**EXTRACTED ENTRIES:**

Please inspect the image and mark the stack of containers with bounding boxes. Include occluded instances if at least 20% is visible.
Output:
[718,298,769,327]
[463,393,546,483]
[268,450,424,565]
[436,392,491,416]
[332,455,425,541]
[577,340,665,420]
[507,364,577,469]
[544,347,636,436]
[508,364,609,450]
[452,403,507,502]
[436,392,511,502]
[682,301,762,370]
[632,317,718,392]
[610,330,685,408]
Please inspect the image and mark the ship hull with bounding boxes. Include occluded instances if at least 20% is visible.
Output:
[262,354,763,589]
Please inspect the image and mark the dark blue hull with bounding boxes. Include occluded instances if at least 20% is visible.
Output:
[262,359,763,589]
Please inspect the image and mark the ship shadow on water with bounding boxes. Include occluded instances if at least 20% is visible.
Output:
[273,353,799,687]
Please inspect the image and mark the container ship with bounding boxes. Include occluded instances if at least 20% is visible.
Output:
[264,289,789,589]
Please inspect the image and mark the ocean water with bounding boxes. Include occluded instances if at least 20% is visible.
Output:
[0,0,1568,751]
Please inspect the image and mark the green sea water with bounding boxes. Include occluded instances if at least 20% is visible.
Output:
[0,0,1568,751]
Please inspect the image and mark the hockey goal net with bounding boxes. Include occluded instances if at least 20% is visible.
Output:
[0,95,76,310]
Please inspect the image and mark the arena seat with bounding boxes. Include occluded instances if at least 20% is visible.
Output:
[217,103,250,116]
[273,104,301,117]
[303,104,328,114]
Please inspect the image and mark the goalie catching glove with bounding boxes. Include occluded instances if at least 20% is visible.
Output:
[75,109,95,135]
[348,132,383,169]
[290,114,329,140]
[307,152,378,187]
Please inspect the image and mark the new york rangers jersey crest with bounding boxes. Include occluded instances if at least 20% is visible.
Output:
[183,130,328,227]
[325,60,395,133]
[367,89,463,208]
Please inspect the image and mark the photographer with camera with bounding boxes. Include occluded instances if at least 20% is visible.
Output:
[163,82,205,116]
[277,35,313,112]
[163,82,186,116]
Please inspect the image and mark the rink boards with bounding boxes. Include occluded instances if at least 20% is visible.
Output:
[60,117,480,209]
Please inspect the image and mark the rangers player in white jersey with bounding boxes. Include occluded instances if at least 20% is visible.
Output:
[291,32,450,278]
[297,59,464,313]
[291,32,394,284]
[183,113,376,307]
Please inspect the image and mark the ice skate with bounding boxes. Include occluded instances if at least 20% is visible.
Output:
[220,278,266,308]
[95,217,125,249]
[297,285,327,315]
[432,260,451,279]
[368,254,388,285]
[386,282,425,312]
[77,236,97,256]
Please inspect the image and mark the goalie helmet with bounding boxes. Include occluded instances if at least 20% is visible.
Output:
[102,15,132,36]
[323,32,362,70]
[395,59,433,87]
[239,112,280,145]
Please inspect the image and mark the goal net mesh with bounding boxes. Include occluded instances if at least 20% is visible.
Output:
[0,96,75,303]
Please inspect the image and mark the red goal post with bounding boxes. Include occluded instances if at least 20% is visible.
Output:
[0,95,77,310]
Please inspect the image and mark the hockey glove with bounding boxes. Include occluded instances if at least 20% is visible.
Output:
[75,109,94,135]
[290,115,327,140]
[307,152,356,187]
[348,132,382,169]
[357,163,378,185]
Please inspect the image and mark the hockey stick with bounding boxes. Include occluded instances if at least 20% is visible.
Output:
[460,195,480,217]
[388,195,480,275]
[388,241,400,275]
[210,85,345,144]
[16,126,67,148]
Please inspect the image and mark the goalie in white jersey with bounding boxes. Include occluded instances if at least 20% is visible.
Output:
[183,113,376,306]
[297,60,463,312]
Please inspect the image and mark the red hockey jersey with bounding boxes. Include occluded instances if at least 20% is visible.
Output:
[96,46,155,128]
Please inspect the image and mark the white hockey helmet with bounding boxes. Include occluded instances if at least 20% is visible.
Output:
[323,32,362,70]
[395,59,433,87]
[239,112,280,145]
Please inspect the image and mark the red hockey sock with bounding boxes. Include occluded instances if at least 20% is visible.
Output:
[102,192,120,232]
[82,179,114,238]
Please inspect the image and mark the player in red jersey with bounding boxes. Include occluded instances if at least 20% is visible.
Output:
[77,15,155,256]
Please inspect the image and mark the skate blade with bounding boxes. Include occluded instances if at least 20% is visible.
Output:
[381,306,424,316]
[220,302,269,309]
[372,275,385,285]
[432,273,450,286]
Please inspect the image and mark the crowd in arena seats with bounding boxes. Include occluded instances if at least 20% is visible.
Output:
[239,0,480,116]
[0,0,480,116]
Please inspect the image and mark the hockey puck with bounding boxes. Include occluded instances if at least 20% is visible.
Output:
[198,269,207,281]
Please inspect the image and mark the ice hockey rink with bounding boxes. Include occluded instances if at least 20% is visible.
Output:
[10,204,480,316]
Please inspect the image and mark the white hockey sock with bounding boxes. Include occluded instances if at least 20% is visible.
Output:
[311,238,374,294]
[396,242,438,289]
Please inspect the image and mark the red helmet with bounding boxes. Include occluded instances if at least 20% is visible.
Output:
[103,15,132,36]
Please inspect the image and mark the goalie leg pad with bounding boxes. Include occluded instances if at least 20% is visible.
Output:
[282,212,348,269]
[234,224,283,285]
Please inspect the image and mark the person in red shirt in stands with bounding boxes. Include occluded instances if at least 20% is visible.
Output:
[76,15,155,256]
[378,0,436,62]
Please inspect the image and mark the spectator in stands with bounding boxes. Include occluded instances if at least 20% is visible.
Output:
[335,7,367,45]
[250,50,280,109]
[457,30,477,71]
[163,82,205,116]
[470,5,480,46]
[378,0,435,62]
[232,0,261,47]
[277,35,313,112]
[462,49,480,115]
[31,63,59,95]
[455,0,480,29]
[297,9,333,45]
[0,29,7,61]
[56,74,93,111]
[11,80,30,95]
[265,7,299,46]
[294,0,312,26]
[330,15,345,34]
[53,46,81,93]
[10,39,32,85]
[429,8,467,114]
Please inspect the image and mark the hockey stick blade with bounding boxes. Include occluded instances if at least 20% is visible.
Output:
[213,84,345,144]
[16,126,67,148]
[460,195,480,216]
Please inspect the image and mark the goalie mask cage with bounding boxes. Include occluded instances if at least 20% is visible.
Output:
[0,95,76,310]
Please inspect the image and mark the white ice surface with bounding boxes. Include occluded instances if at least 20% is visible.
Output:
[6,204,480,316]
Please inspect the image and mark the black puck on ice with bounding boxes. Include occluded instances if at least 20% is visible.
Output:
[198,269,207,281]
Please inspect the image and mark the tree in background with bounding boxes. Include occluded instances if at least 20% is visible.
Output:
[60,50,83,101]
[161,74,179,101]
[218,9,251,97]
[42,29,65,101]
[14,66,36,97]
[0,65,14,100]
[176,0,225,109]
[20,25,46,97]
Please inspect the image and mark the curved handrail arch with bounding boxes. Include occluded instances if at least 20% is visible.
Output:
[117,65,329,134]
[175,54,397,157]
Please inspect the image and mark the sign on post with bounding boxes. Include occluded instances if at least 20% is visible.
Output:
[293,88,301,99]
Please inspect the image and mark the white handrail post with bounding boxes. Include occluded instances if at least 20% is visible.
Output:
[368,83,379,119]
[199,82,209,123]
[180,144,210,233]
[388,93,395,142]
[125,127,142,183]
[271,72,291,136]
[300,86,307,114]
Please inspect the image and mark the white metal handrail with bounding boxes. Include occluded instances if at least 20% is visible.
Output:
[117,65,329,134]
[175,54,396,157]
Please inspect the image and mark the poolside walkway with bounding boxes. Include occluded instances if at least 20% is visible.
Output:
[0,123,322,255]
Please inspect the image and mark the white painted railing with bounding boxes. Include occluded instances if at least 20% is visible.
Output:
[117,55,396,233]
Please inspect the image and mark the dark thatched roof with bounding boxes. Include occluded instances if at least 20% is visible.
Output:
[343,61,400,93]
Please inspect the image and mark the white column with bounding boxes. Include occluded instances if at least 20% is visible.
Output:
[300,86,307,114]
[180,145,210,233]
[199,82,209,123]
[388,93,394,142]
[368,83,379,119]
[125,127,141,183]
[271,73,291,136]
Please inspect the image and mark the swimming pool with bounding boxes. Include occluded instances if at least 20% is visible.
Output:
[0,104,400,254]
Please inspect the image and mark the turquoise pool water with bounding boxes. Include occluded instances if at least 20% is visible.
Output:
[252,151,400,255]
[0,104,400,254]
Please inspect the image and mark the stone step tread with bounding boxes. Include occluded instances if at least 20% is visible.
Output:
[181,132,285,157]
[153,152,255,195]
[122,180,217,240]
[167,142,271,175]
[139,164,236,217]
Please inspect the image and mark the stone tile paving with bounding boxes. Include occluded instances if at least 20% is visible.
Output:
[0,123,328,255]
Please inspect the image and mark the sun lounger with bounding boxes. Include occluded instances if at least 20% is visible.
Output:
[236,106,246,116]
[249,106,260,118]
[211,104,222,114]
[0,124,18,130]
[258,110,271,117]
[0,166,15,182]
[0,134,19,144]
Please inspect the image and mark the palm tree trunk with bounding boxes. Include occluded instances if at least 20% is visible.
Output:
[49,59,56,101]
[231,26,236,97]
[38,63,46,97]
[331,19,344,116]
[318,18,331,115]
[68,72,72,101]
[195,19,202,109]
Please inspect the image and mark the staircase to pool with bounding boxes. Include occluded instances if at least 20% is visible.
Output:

**REQUIREMENTS:**
Please copy the lines verbatim, starting with the line that contains "Please inspect the image and mark the container" and continuing through the line that contains "[60,117,480,209]".

**RESULT:**
Please inspect the image and mark the container ship with bounding boxes. Include occluded instances if at least 20% is visible.
Output:
[264,289,789,589]
Please inspect the image and mark the ocean water with bounding boxes. Include occluded instances if at least 20% is visible.
Output:
[0,0,1568,751]
Please inspect the image and mark the green sea water with bounding boxes. Include occluded instances if at least 20% is visible.
Output:
[0,0,1568,751]
Please inspect the image and mark the hockey goal net with bounding boxes. Include occluded instances if at least 20% is visible.
Output:
[0,95,76,310]
Please inspect the image and mark the arena seat with bounding boxes. Include occluded instances if at least 20% is visible.
Output:
[217,103,250,116]
[273,104,301,117]
[303,104,328,114]
Please inspect the image and mark the goalie catching glove with bounding boxes. Include occluded instances if at least 20% is visible.
Output:
[75,109,95,135]
[348,132,383,169]
[290,114,329,140]
[307,152,378,187]
Please inspect the image and mark the new york rangers jersey crest with bounding boxes. Include occluded instances if at least 20% is visible.
Output:
[183,130,328,227]
[325,60,395,133]
[367,89,463,208]
Please inspect the image and mark the photographer with camera with bounding boxes. Include occluded instances if at least 20% is visible.
Output:
[163,82,205,116]
[277,35,313,112]
[163,82,186,116]
Please inspect the image and mark the rink boards with bounding boxes. Include occluded instances if at least 20% is visible.
Output:
[60,117,480,209]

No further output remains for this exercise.